▶ Vos tâches:
• a. D’après l’extrait sur les phénomènes culturels cubains, selon quelles deux orientations principales certaines coproductions s’intéressent-elles à la culture et à la société cubaines ?
• b. Indiquez si chacune des affirmations suivantes concorde avec l’extrait sur les phénomènes culturels cubains, en répondant par oui ou par non et en citant les mots décisifs de l’extrait : (i) les rapports entre la ville et la campagne ont déjà été évoqués à propos des films de cabaret ; (ii) ces films accordent peu de place à la culture afro-cubaine ; (iii) toutes les coproductions se plongent dans l’histoire cubaine.
• c. Poursuivez l’extrait sur les phénomènes culturels cubains à partir de l’endroit où il s’arrête.

▶ Extrait du document:
╔══

III B. Traitement de phénomènes culturels cubains

Outre les films se plongeant dans l’histoire cubaine pour en donner une image, d’autres coproductions s’intéressent à la culture et à la société cubaines, selon deux orientations principales : le traitement de motifs afro-cubains et la représentation des rapports entre la ville et la campagne, déjà mis en lumière à propos des films de cabaret. Dans ces films, une place relativement grande est faite aux manifestations de la culture afro-cubaine, à travers plusieurs exemples.

╚══

▶ Données fournies:
╔══

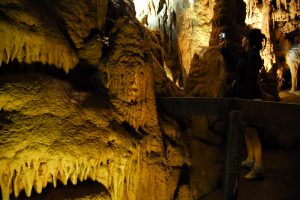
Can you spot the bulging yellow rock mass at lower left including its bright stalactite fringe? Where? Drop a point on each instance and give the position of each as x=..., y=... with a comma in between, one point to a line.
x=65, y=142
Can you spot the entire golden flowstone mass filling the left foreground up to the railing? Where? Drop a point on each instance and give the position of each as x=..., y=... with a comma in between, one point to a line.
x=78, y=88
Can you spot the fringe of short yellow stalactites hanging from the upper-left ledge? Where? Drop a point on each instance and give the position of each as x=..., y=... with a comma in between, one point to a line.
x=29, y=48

╚══
╔══

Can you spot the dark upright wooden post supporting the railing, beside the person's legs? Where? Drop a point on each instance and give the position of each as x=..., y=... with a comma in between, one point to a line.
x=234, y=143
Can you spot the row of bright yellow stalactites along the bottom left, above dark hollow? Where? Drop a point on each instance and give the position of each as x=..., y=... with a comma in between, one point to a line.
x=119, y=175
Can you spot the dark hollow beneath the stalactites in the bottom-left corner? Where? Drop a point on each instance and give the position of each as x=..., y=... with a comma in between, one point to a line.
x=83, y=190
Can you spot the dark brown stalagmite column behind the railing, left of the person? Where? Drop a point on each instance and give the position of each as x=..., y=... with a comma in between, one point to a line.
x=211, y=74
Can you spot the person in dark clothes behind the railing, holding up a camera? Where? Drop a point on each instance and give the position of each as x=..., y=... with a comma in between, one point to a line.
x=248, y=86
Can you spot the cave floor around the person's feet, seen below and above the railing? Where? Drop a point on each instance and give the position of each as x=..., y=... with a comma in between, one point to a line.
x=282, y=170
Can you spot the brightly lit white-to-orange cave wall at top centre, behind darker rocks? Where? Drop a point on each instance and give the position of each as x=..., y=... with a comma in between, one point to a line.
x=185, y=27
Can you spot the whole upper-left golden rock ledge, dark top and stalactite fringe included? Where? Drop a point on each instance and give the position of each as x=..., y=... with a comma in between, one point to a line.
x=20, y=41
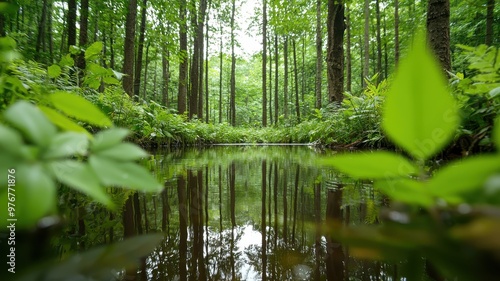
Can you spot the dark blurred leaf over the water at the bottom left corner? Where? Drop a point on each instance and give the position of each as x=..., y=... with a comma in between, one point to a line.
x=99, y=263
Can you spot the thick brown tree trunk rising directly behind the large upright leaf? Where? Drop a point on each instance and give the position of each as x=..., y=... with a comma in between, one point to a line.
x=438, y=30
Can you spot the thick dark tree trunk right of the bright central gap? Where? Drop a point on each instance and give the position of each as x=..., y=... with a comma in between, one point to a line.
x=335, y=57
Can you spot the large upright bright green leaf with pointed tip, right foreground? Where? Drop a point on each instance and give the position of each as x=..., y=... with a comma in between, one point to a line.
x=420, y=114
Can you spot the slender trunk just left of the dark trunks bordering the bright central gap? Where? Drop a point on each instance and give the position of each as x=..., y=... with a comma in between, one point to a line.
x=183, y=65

╚══
╔══

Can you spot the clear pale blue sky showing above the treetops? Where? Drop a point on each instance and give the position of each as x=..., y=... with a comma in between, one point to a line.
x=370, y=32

╚══

▶ Réponses attendues:
• a. Le traitement de motifs afro-cubains et la représentation des rapports entre la ville et la campagne.

• b.
(i) Oui : « déjà mis en lumière à propos des films de cabaret ».
(ii) Non : « une place relativement grande est faite aux manifestations de la culture afro-cubaine ».
(iii) Non : « d’autres coproductions s’intéressent à la culture et à la société cubaines ».

• c.
Le film Mulata tourné en 1954 par Gilberto Martínez Solares, retrace l’histoire d’amour de la mulâtresse cubaine Caridad (Ninón Sevilla), et du marin mexicain Martín (Pedro Armendáriz). Ce film met en scène les rites religieux de la santería, la religion afro-cubaine fondée sur un syncrétisme entre des divinités africaines et catholiques. Cela se traduit dès le début par la scène de la bénédiction d’une petite fille à l’aide d’un poulet, ou encore la scène où l’héroïne se met à danser un bembé au milieu d’un groupe de Noirs. Dans ce film, l’actrice Ninón Sevilla porte un maquillage sombre, censé la rattacher à la communauté noire et à ses pratiques. Ce film est l’un des rares cas de notre corpus où la censure s’est montée particulièrement virulente, en particulier à cause de la scène du bembé, qui a d’ailleurs poussé le metteur en scène à s’expliquer dans une ‘«’ ‘ advertencia ’» placée au début du film 333 . Il justifie cette scène en expliquant que cette danse n’a rien d’immoral, car elle est pratiquée comme un rite religieux où les danseurs n’ont aucune intention de choquer. Ainsi, le fait de porter à l’écran des pratiques rituelles afro-cubaines n’est pas sans poser de problèmes.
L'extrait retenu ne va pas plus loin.